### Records
[Start]

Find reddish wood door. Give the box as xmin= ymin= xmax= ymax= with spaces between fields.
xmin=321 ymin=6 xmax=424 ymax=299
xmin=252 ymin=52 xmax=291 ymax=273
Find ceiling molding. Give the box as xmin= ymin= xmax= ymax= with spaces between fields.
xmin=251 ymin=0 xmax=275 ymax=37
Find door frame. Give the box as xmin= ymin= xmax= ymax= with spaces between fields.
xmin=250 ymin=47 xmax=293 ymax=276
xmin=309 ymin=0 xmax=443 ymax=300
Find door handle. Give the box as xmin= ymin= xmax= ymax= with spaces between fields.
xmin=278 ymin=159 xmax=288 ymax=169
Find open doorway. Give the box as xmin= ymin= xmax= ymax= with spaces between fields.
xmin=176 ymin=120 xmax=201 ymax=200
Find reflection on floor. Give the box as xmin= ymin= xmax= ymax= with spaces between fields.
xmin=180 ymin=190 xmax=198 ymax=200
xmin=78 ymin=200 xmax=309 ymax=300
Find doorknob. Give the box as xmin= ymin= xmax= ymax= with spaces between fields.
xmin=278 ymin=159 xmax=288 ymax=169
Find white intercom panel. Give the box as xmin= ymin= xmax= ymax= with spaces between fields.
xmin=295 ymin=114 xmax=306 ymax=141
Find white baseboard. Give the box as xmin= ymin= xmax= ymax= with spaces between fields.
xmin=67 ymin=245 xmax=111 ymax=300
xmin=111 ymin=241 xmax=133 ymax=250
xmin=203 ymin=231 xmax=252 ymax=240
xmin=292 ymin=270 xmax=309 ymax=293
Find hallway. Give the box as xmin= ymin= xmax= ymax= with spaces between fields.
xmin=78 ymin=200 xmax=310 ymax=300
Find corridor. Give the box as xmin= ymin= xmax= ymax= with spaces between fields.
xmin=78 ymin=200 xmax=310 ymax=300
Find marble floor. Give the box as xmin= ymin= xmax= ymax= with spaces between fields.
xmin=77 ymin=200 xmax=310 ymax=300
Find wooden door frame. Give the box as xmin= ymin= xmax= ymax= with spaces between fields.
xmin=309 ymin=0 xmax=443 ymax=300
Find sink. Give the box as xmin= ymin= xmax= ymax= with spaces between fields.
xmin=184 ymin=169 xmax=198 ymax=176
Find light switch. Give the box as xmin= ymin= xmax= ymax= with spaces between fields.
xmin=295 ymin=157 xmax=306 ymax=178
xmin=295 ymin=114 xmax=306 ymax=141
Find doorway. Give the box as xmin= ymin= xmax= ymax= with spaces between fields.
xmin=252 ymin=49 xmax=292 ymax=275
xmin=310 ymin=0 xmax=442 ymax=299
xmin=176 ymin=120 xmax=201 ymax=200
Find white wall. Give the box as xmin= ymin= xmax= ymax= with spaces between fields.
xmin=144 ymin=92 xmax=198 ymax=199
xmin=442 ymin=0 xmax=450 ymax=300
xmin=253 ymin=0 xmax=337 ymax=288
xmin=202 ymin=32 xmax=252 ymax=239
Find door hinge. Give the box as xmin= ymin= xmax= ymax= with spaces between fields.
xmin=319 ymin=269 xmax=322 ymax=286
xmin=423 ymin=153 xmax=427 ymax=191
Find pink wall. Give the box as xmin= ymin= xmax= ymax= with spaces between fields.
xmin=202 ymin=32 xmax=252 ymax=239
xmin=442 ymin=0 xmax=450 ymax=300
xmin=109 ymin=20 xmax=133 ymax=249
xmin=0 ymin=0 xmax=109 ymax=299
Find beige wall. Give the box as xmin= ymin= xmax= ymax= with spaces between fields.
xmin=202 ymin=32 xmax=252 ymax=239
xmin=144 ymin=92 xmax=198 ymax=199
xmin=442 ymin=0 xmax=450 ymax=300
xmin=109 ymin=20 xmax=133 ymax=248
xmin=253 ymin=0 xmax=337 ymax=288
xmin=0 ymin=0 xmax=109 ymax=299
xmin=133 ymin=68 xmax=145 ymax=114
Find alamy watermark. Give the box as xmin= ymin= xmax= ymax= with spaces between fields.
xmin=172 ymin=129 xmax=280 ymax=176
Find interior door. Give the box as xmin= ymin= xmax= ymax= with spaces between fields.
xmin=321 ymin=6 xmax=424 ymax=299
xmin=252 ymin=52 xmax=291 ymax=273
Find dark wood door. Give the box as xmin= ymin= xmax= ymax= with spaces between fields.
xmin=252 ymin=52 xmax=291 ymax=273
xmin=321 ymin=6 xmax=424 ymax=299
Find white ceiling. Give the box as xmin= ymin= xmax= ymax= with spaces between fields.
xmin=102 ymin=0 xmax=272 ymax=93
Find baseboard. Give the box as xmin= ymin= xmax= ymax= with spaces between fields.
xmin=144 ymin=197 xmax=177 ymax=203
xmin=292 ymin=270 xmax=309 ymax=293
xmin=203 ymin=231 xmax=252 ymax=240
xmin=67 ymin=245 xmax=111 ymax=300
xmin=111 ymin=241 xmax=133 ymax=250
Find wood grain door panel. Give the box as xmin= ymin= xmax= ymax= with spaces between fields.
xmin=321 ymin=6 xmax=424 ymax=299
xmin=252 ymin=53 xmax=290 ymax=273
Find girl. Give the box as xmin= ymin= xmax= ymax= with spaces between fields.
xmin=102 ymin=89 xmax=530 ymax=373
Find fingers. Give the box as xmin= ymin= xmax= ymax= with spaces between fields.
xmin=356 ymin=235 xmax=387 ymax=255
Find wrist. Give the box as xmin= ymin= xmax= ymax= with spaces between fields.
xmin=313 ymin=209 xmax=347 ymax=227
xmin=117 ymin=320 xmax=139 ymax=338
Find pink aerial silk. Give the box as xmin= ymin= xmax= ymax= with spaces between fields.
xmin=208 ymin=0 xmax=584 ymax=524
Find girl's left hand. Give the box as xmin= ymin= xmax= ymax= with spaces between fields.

[End]

### GOAL OF THE EXERCISE
Repeat the records from the line that has "Find alamy watermark." through the line that has "xmin=102 ymin=0 xmax=272 ymax=93", requests included, shifting every coordinate in the answers by -139.

### CORRECT OUTPUT
Find alamy watermark. Give the box as xmin= ymin= xmax= ymax= with spaces between fields.
xmin=33 ymin=-10 xmax=141 ymax=37
Find interior door. Give the box as xmin= ymin= xmax= ymax= with spaces between fields.
xmin=182 ymin=-133 xmax=285 ymax=160
xmin=113 ymin=-87 xmax=152 ymax=134
Find dark wood door. Give the box as xmin= ymin= xmax= ymax= with spaces between fields.
xmin=113 ymin=-87 xmax=152 ymax=134
xmin=182 ymin=-133 xmax=285 ymax=160
Find white ceiling. Give the box as xmin= ymin= xmax= ymax= with spaces between fields.
xmin=-37 ymin=-139 xmax=133 ymax=-46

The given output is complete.